Member of the Newfoundland House of Assembly for Harbour Main
- In office June 2, 1924 – October 29, 1928 Serving with William Woodford
- Preceded by: Matthew E. Hawco
- Succeeded by: Philip J. Lewis Albert Walsh

Personal details
- Born: February 22, 1883 St. Pierre and Miquelon, France
- Died: August 14, 1971 (aged 88) Placentia, Newfoundland, Canada
- Party: Liberal-Conservative Progressive
- Spouse: Mary Fitzpatrick ​(m. 1912)​
- Children: 7, including Tom
- Education: Saint Bonaventure's College
- Occupation: Lawyer, insurance agent

= Cyril J. Cahill =

Newfoundland politician (1883–1971)

Cyril Joseph Cahill (February 22, 1883 – August 14, 1971) was a Newfoundlander and Canadian lawyer and politician. As a Liberal-Conservative Progressive supporter of Prime Minister Walter S. Monroe, he represented Harbour Main in the Newfoundland House of Assembly from 1924 to 1928.

== Legal and political career ==

The son of Patrick Cahill and Bridget Burke, he was born in the French territory of St. Pierre and was educated at Saint Bonaventure's College in St. John's. He articled with Frank Lilly, was called to the Newfoundland bar in 1908 and set up practice in St. John's. Cahill was an agent for Fidelity (Fire) Underwriters of New York and Newfoundland manager for the Crown Life Insurance Company of Canada. From 1921 to 1924, Cahill was Newfoundland state deputy for the Knights of Columbus. He was elected to the Newfoundland assembly in 1924. The Cahill family moved to Placentia in 1933, living briefly inside the O'Reilly House.

== Family ==

In 1912, Cahill married Mary Fitzpatrick. His son Tom became a playwright, television producer, and screenwriter.

◆ **Task brief**: Output the full Cyril J. Cahill biography word for word. The records aren't required for anything here.

◆ **Data for pointing to referring expressions**:
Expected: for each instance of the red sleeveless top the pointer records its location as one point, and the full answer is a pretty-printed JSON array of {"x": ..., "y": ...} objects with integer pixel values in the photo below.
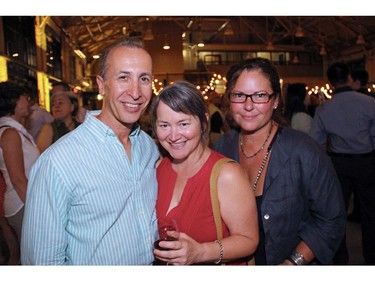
[{"x": 194, "y": 214}]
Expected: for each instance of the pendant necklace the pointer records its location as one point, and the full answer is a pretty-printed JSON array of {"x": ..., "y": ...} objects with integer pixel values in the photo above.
[
  {"x": 261, "y": 168},
  {"x": 260, "y": 149}
]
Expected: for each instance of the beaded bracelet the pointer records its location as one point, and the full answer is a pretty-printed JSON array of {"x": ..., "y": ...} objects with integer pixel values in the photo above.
[{"x": 221, "y": 251}]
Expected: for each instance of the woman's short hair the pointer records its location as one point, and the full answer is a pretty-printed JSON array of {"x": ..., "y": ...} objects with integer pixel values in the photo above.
[
  {"x": 182, "y": 96},
  {"x": 71, "y": 98},
  {"x": 9, "y": 95}
]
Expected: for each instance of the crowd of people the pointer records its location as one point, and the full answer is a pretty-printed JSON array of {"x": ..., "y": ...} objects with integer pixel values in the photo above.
[{"x": 86, "y": 189}]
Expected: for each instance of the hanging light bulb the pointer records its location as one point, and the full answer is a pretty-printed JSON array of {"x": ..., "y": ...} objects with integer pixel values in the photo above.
[
  {"x": 228, "y": 30},
  {"x": 166, "y": 45},
  {"x": 360, "y": 40},
  {"x": 299, "y": 32},
  {"x": 269, "y": 46},
  {"x": 323, "y": 51},
  {"x": 148, "y": 35},
  {"x": 296, "y": 59}
]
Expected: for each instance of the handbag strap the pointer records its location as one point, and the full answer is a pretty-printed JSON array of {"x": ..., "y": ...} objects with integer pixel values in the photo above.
[
  {"x": 215, "y": 200},
  {"x": 214, "y": 195}
]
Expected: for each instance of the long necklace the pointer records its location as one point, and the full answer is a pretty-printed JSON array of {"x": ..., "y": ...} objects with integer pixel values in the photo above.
[
  {"x": 260, "y": 149},
  {"x": 261, "y": 168}
]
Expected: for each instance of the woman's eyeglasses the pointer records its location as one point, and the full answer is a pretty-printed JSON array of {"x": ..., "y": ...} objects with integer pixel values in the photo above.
[{"x": 260, "y": 97}]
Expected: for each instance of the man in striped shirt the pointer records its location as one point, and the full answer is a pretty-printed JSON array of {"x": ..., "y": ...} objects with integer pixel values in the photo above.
[{"x": 91, "y": 195}]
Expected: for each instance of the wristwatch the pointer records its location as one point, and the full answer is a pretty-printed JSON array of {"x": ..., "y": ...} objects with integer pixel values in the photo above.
[{"x": 297, "y": 258}]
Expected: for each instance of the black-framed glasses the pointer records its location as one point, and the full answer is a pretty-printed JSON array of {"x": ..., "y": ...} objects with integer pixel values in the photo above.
[{"x": 259, "y": 97}]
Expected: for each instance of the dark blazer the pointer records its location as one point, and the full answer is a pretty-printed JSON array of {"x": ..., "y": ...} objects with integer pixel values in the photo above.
[{"x": 302, "y": 197}]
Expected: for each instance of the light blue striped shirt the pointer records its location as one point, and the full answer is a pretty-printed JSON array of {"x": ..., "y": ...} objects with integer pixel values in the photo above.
[{"x": 88, "y": 204}]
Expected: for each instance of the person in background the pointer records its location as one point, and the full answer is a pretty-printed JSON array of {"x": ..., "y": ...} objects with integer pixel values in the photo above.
[
  {"x": 360, "y": 79},
  {"x": 345, "y": 127},
  {"x": 80, "y": 114},
  {"x": 180, "y": 122},
  {"x": 216, "y": 116},
  {"x": 39, "y": 116},
  {"x": 296, "y": 102},
  {"x": 18, "y": 152},
  {"x": 301, "y": 211},
  {"x": 91, "y": 195},
  {"x": 63, "y": 110}
]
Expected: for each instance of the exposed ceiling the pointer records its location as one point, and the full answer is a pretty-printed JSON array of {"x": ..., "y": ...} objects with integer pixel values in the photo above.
[{"x": 338, "y": 34}]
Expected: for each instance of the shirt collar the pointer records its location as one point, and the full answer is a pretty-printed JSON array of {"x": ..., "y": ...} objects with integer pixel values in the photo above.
[
  {"x": 104, "y": 131},
  {"x": 342, "y": 89}
]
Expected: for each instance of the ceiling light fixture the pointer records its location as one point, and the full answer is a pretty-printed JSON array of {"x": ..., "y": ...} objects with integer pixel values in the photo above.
[
  {"x": 323, "y": 51},
  {"x": 360, "y": 40},
  {"x": 80, "y": 54},
  {"x": 228, "y": 30},
  {"x": 269, "y": 46},
  {"x": 299, "y": 32},
  {"x": 296, "y": 59},
  {"x": 166, "y": 45},
  {"x": 148, "y": 35}
]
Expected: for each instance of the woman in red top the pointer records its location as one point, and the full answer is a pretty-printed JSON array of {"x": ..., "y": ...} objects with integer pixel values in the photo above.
[{"x": 180, "y": 123}]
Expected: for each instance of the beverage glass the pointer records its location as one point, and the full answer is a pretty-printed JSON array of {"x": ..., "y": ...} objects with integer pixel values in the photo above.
[{"x": 167, "y": 230}]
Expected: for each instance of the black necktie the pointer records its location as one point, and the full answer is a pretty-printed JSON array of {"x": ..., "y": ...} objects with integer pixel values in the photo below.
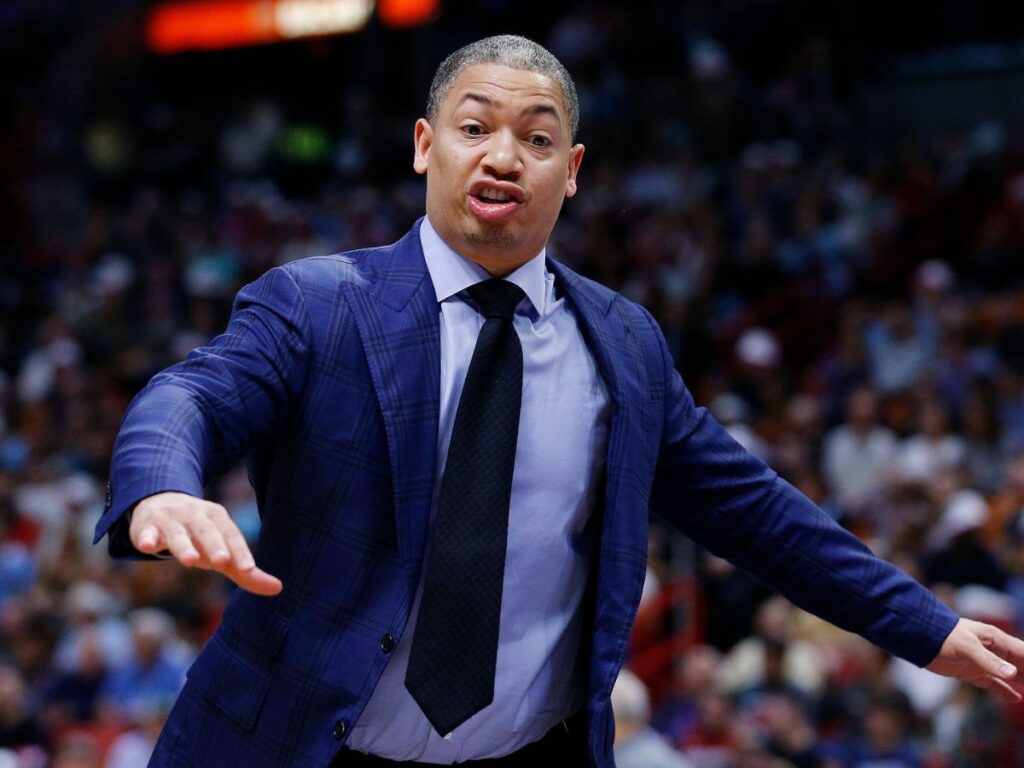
[{"x": 452, "y": 663}]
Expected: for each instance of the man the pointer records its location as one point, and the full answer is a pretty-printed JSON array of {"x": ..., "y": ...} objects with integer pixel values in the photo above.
[{"x": 366, "y": 636}]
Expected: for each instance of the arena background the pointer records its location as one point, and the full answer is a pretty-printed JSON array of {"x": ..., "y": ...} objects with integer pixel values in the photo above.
[{"x": 821, "y": 202}]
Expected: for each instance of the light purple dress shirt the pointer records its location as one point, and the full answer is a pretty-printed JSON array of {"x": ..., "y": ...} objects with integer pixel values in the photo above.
[{"x": 563, "y": 428}]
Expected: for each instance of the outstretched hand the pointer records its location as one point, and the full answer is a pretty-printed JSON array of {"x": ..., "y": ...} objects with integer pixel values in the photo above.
[
  {"x": 200, "y": 535},
  {"x": 983, "y": 655}
]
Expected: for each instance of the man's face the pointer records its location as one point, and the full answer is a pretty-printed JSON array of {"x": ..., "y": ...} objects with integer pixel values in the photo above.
[{"x": 499, "y": 164}]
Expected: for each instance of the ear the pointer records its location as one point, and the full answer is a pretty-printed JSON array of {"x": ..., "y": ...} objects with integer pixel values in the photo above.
[
  {"x": 422, "y": 136},
  {"x": 576, "y": 158}
]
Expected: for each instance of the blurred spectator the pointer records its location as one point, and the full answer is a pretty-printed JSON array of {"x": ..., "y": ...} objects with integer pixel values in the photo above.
[
  {"x": 798, "y": 663},
  {"x": 858, "y": 454},
  {"x": 901, "y": 352},
  {"x": 933, "y": 449},
  {"x": 787, "y": 731},
  {"x": 678, "y": 714},
  {"x": 886, "y": 740},
  {"x": 714, "y": 741},
  {"x": 637, "y": 744},
  {"x": 134, "y": 747},
  {"x": 958, "y": 553},
  {"x": 18, "y": 724},
  {"x": 155, "y": 672}
]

◆ **Reply to the task**:
Member of the Newfoundland House of Assembly for Harbour Main
- In office June 2, 1924 – October 29, 1928 Serving with William Woodford
- Preceded by: Matthew E. Hawco
- Succeeded by: Philip J. Lewis Albert Walsh

Personal details
- Born: February 22, 1883 St. Pierre and Miquelon, France
- Died: August 14, 1971 (aged 88) Placentia, Newfoundland, Canada
- Party: Liberal-Conservative Progressive
- Spouse: Mary Fitzpatrick ​(m. 1912)​
- Children: 7, including Tom
- Education: Saint Bonaventure's College
- Occupation: Lawyer, insurance agent

= Cyril J. Cahill =

Newfoundland politician (1883–1971)

Cyril Joseph Cahill (February 22, 1883 – August 14, 1971) was a Newfoundlander and Canadian lawyer and politician. As a Liberal-Conservative Progressive supporter of Prime Minister Walter S. Monroe, he represented Harbour Main in the Newfoundland House of Assembly from 1924 to 1928.

== Legal and political career ==

The son of Patrick Cahill and Bridget Burke, he was born in the French territory of St. Pierre and was educated at Saint Bonaventure's College in St. John's. He articled with Frank Lilly, was called to the Newfoundland bar in 1908 and set up practice in St. John's. Cahill was an agent for Fidelity (Fire) Underwriters of New York and Newfoundland manager for the Crown Life Insurance Company of Canada. From 1921 to 1924, Cahill was Newfoundland state deputy for the Knights of Columbus. He was elected to the Newfoundland assembly in 1924. The Cahill family moved to Placentia in 1933, living briefly inside the O'Reilly House.

== Family ==

In 1912, Cahill married Mary Fitzpatrick. His son Tom became a playwright, television producer, and screenwriter.